- _DATA SUPPLIED_

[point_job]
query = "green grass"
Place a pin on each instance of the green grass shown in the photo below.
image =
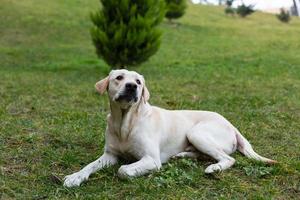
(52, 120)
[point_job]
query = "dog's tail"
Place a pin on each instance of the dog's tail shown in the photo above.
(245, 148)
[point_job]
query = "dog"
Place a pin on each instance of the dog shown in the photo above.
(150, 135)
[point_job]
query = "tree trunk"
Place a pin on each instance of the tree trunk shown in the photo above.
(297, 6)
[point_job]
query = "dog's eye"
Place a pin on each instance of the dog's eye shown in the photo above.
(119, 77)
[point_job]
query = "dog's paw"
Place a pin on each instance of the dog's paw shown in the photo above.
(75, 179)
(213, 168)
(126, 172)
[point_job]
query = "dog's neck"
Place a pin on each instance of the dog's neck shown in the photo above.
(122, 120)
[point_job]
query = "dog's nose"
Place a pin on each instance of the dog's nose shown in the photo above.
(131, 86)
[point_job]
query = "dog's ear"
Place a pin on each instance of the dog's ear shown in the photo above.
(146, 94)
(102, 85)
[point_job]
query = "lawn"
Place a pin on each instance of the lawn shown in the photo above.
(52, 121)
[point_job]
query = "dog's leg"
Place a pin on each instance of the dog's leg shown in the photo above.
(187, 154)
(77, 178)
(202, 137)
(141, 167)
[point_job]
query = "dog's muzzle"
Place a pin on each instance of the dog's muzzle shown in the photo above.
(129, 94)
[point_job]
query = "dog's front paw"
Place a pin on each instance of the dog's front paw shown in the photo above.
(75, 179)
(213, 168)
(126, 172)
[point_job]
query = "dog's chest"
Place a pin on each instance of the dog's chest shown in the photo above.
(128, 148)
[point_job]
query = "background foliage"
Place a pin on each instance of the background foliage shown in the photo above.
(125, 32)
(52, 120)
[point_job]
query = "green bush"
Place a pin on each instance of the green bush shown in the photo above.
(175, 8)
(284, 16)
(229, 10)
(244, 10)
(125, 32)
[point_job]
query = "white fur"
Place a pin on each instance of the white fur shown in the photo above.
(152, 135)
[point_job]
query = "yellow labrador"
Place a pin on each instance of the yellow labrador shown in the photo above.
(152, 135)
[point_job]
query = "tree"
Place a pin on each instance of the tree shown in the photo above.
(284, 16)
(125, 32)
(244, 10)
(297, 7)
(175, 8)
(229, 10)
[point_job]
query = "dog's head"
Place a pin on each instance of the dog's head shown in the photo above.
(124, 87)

- _ASSIGNED TASK_
What you return should be the entries from above, unchanged and without their images.

- _TASK RESULT_
[point_job]
query = "green grass"
Place a pin on each instance of the green grass shown in the photo below.
image =
(52, 120)
[point_job]
query = "dog's tail"
Place a pin on each instance of the dog's tail shown in the photo above.
(245, 148)
[point_job]
query = "dog"
Place a pin on each instance of the dog shown in the photo above.
(150, 135)
[point_job]
query = "tree trunk"
Place a pin on each instance of the tree trunk shown in the photo above.
(297, 6)
[point_job]
query = "dog's eye"
Place a pin on each instance of the dog's eye shown in the photo above.
(119, 77)
[point_job]
query = "dog's paw"
Place a pin on each instance of the dog's paw shown in the photo above.
(75, 179)
(213, 168)
(126, 172)
[point_job]
query = "dog's neck"
Place a pin on each instance of the dog's neck shown in the photo above.
(122, 120)
[point_job]
query = "dog's nose"
Place a pin on each instance of the dog's nose shown in the photo above.
(131, 86)
[point_job]
query = "dog's ear"
Place a pin on each instance of the dog's ear shown in the photo above.
(146, 94)
(102, 85)
[point_job]
query = "lawn"
Place a pin on each instance of the lawn shown in the photo above.
(52, 121)
[point_job]
query = "dog's leg"
Place a pin on each instance of the dog's leg shown in the photo above.
(187, 154)
(77, 178)
(202, 137)
(141, 167)
[point_job]
query = "dog's muzzle"
Place a pin on each instance of the dog's muzzle shown in the photo above.
(129, 94)
[point_job]
query = "dog's front paw"
Place a pin on each instance of the dog's front paw shown in the photo above.
(75, 179)
(213, 168)
(126, 172)
[point_job]
query = "dog's chest"
Place a pin on each instance of the dog's chest shown in the photo above.
(128, 148)
[point_job]
query = "background foliage"
Place a pin on each instance of the background foliage shown in the photo above.
(125, 32)
(52, 120)
[point_job]
query = "green bush"
Place a pin on each instance of the green bush shown in the photo above.
(175, 8)
(284, 16)
(229, 10)
(244, 10)
(125, 32)
[point_job]
query = "white fur"
Place a pin on each instance of the white fur shown in the photo above.
(152, 135)
[point_job]
query = "yellow labrador"
Place a pin on each instance of the yellow labrador shown in the photo above.
(152, 135)
[point_job]
query = "tree"
Place a pin on each instance of the tree shown in the photo above.
(284, 16)
(125, 32)
(244, 10)
(297, 7)
(175, 8)
(229, 10)
[point_job]
query = "dog's head"
Place a pin on each instance of the dog's head shown in the photo above.
(124, 87)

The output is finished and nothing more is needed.